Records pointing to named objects
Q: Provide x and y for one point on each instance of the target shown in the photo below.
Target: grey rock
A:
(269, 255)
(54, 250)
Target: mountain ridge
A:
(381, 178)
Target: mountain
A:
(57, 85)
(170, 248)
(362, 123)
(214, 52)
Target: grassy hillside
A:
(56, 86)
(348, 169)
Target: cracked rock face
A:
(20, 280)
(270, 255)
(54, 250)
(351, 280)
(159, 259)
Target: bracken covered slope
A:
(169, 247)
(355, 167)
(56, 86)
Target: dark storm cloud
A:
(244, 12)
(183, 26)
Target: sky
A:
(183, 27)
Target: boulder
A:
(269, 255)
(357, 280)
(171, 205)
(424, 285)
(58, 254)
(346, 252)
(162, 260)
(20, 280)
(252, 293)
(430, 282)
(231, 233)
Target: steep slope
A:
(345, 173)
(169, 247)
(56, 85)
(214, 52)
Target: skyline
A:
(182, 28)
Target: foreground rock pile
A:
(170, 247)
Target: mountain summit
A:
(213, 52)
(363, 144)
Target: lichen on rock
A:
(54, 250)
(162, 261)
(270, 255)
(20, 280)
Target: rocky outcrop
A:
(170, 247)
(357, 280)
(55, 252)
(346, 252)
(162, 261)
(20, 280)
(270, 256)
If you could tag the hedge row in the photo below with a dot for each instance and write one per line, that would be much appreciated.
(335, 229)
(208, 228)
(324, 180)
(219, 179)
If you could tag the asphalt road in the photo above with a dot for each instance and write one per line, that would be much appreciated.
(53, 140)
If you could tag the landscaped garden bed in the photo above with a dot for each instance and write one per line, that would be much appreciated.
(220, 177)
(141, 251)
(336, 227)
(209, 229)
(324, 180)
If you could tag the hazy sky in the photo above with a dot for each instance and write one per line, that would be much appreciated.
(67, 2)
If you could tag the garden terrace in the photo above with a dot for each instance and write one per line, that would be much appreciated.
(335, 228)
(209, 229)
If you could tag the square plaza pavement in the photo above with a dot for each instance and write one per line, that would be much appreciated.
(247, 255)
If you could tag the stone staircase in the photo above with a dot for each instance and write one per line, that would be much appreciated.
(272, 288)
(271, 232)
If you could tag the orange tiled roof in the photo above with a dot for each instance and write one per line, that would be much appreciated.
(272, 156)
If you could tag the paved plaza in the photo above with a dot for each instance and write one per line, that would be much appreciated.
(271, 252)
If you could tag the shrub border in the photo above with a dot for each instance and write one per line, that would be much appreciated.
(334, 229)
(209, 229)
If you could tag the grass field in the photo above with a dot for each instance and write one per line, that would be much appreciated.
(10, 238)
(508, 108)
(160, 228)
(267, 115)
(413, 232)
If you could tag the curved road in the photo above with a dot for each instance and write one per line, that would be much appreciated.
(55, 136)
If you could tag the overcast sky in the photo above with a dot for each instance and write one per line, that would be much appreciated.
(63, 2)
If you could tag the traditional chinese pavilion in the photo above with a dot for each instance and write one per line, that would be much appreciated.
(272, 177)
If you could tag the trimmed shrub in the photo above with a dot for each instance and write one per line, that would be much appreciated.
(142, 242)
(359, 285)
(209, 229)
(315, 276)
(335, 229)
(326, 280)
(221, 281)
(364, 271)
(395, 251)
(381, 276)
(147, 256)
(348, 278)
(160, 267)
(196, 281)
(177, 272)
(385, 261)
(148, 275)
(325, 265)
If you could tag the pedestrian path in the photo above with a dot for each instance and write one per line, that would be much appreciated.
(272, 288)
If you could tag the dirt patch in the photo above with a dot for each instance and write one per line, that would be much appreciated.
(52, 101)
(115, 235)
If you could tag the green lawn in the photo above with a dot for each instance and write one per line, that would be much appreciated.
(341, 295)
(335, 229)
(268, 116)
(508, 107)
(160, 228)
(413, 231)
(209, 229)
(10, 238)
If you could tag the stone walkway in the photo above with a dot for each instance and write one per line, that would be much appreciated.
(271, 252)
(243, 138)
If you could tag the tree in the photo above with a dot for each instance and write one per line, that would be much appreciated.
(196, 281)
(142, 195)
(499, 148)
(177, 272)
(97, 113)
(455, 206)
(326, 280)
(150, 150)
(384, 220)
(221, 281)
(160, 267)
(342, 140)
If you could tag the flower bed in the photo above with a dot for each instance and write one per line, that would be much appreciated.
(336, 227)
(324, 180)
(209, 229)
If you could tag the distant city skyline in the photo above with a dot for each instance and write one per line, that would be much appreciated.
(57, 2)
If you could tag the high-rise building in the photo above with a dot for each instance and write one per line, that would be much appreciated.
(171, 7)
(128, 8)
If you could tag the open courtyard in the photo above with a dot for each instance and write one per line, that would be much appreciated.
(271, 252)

Stated problem: Copy out all of the records above line by line, with no changes.

Completed task:
Q: Provide x and y for one point on each instance of the target shown in the photo below.
Target: grey rock
A:
(269, 255)
(54, 250)
Target: mountain ridge
A:
(381, 178)
Target: mountain
A:
(57, 85)
(170, 248)
(362, 123)
(214, 52)
Target: grassy hillside
A:
(56, 86)
(348, 169)
Target: cracked rock face
A:
(20, 280)
(270, 255)
(54, 250)
(351, 280)
(159, 259)
Target: bracken covered slope
A:
(169, 247)
(355, 167)
(56, 86)
Target: dark storm cloud
A:
(244, 12)
(183, 26)
Target: sky
A:
(183, 27)
Target: boulder
A:
(269, 255)
(357, 280)
(171, 205)
(424, 285)
(58, 254)
(346, 252)
(162, 260)
(20, 280)
(252, 293)
(430, 282)
(231, 233)
Target: steep slope
A:
(345, 173)
(169, 247)
(56, 85)
(214, 52)
Target: skyline
A:
(182, 28)
Target: foreground rock pile
A:
(170, 247)
Target: mountain summit
A:
(213, 52)
(363, 144)
Target: lichen on rock
A:
(54, 250)
(162, 261)
(270, 255)
(20, 280)
Target: rocky outcrop
A:
(170, 247)
(357, 280)
(55, 252)
(346, 252)
(162, 261)
(20, 280)
(270, 256)
If you could tag the hedge row in the photo below with a dot for each instance and write one per line, that would be much appreciated.
(335, 229)
(208, 228)
(324, 180)
(219, 179)
If you could tag the asphalt road in the photo above with a dot for each instance and write one per line, that would be much appreciated.
(53, 140)
If you could tag the landscaped garden bed in the photo above with a dot for each instance and write one per line, that would be much appreciated.
(220, 177)
(141, 251)
(336, 227)
(209, 229)
(324, 180)
If you could tag the hazy sky in the photo above with a dot for each instance and write one per line, that would be much appreciated.
(67, 2)
If you could tag the garden terrace in the photo above with a dot for each instance and write one per line, that would be much appreciated.
(335, 228)
(209, 229)
If you could tag the square plaza pavement in the photo above with a dot for each instance and write one per line, that would be much appreciated.
(247, 255)
If you could tag the stone staircase in the photo above with a dot for each instance and write one per line, that would be much appreciated.
(272, 288)
(271, 232)
If you could tag the orange tiled roof in the photo above with a dot for each instance and write one per line, that would be much appreciated.
(272, 156)
If you could tag the paved plaza in the photo above with a dot for each instance and write one per line, that would be much appreciated.
(271, 252)
If you could tag the shrub border in the photo above with a dot for each instance and write one per line, that would be much appreciated.
(334, 229)
(209, 229)
If you could tag the grass field in the photo above with a dot for each instance and write one per line, that would be much appreciated.
(10, 238)
(508, 108)
(160, 228)
(267, 115)
(413, 232)
If you could tag the curved road in the photo above with a dot for each instance and write one per line, that would be much appreciated.
(55, 136)
If you could tag the overcast sky in the photo above with a dot for each instance and write one per line, that would be much appreciated.
(63, 2)
If you could tag the traditional chinese pavilion in the photo above with a dot for each instance and write one per line, that would be much appreciated.
(272, 177)
If you could tag the trimmed shrub in the photo above with a dot for each instance and write one per line, that would be much appreciated.
(142, 242)
(359, 285)
(209, 229)
(315, 276)
(335, 229)
(326, 280)
(221, 281)
(364, 271)
(395, 251)
(381, 276)
(147, 256)
(348, 278)
(160, 267)
(196, 281)
(177, 272)
(385, 261)
(148, 275)
(325, 265)
If you could tag the pedestrian path in the photo above with a dot for each instance and write one per line, that would be much appreciated.
(272, 288)
If you could tag the dirt patch in the photo above with a dot for each instance and write one per line, that would be much appreciated.
(52, 101)
(115, 235)
If you could tag the green lawn in the photo above with a dot for each instance and write one per line, that would be much appreciated.
(341, 295)
(335, 229)
(268, 116)
(508, 107)
(160, 228)
(413, 231)
(209, 229)
(10, 238)
If you could tag the stone walkway in the photo above with a dot for each instance and write one per line, that would be much appreciated.
(271, 252)
(243, 138)
If you could tag the tree in the photo above with a dot for each instance and write one per line, that would be much appreciated.
(196, 281)
(142, 195)
(499, 148)
(177, 272)
(97, 113)
(455, 206)
(326, 280)
(150, 150)
(384, 220)
(221, 281)
(160, 267)
(342, 140)
If you could tag the flower bed in the photo above with a dot for each instance and write one per line, that would be much appreciated.
(336, 227)
(324, 180)
(209, 229)
If you could tag the distant city skyline in the photo above with a dot for each instance and write one per line, that would be much appreciated.
(57, 2)
If you could tag the high-rise building in the photo above with a dot for each instance and write one per line, that would be much appreciated.
(171, 7)
(128, 8)
If you could tag the open courtyard in the photo above with a dot for each instance and write one per line, that would be much appreciated.
(271, 252)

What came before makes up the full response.